• _EXCERPTED PASSAGE_:

○ ○ ○ ○

We assessed whether children’s decision to intervene was influenced by age and allocation. A full GLMM on children’s rejection (0 = acceptance, 1 = rejection) provided a better fit to the data than the null model (LRT, χ2[5] = 36.11, p < .001), showing that the predictors combined significantly affected children’s intervention decisions. A model comparison between the full model and a more parsimonious model showed a significant interaction between allocation and age (LRT, χ2[2] = 22.46, p < .001). Specifically, as shown in Figure 2A, estimates for children’s rejection rate of unfair allocations increased with age from around 20% of trials at age 5 to more than 70% of trials by age 9 (LRT, χ2[1] = 9.20, b = .04, SE = .01, p < .01 for 3:1 and χ2[1] = 13.15, b = .05, SE = .02, p < .001 for 4:0), whereas rejection of fair allocations remained low at around 20% of trials overall (and even tended to slightly decrease with age; LRT, χ2[1] = 3.32, b = -.03, SE = .02, p = .07). In fact, pairwise comparisons showed that the trajectories of responding to unfair allocations differ both between 3:1 and 2:2 (b = .07, SE = .02, p < .001) and 4:0 and 2:2 (b = .07, SE = .02, p < .001), but not from each other (4:0 vs. 3:1, b = .01, SE = .02, p > .62). In sum, with age, children became more likely to intervene against unfair over fair allocations and punished allocations of 3:1 and 4:0 at similar rates. These results are consistent with the previous work (McAuliffe et al., 2015).
dev-58-5-866-fig2a.gif

One could speculate that 4:0 allocations would provoke more punishment than 3:1 allocations. However, we found no significant difference in the rejection rate between 3:1 and 4:0 allocations, suggesting that both types of unfair allocations elicit similar responses in children. Thus, it seems that the relatively smaller deviation from equality is sufficient to induce punishment.

How Often Do Children Create Exact Equality?

Next, we examined the rate at which children used punishment to establish perfect equality such that both players ended up with exactly the same number of coins. Here we look at the final outcomes across all trials, aggregating across trials with and without punishment. A full GLMM on children’s creation of perfect equality between two other players (0 = inequality, 1 = perfect equality) provided a significantly better fit to the data than the null model (LRT, χ2[5] = 183.39, p < .001). Model comparisons show significant main effects of allocation (LRT, χ2[2] = 163.51, p < .001) and age (LRT, χ2[1] = 19.31, p < .001), but no interaction between age and allocation (LRT, χ2[2] = 2.92, p > .23). Pairwise comparisons from the main effect of allocation revealed that exact equality occurred more often after fair allocations (M = .93, SD = .26) than in unfair allocations (b = −4.29, SE = .52, p < .001 for 2:2 vs. 3:1; b = −3.99, SE = .51, p < .001 for 2:2 vs. 4:0; b = .30, SE = .32, p > .34 for 3:1 vs. 4:0), which is not surprising given that equality already existed in fair allocations.

○ ○ ○ ○

• _PROVIDED INFORMATION_:
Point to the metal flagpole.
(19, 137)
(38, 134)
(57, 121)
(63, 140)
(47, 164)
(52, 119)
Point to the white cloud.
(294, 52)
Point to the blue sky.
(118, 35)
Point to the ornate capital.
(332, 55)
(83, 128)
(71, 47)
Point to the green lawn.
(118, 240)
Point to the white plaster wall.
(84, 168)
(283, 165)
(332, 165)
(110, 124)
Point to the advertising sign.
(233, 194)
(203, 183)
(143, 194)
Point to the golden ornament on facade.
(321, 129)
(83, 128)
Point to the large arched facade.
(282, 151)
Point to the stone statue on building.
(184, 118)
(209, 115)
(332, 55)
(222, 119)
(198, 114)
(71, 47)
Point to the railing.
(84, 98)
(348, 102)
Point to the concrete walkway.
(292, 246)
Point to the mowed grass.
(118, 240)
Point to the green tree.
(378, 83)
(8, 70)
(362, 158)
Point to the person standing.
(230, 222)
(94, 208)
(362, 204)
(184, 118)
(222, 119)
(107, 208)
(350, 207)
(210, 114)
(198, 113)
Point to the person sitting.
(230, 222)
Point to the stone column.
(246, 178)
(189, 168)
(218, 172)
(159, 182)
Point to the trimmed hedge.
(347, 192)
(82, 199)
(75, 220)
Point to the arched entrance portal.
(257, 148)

○ ○ ○ ○

• _TASKS AND EXERCISES_:
• a. According to the results passage, why did exact equality occur more often after fair allocations than after unfair ones? Answer in one to three sentences.
• b. Carry on with the results passage on children's punishment of unfair allocations, beginning right after its final sentence.
The lines above are separate material and have no connection to the results passage.

• _RESULTS FOR EACH TASK_:
• a. Exact equality occurred more often after fair allocations because equality already existed in those allocations. The 2:2 split gave both players the same number of coins before any decision by the child, so the outcome was predictably equal.

• b.
Importantly, we found a main effect of age, suggesting that across allocations, children became more likely to establish exact equality with age (b = .05, SE = .01, p < .001). As shown in Figure 2B, estimated rates of establishing perfect equality in unfair allocations increased from below 10% of trials at age 5 to more than 50% of the trials at age 10. These rates of creating equality did not differ from each other between 3:1 (M = .26, SD = .44) and 4:0 allocations (M = .31, SD = .46; b = .30, SE = .32, p > .34). The effect of age on establishing equality remains even when the 2:2 allocations were not included in the analyses (see Section 2.3. on p. 9 in the online supplemental materials). This analysis provides evidence that with age, children become more likely to create equality between third parties.

How Many Coins Do Children Take Away?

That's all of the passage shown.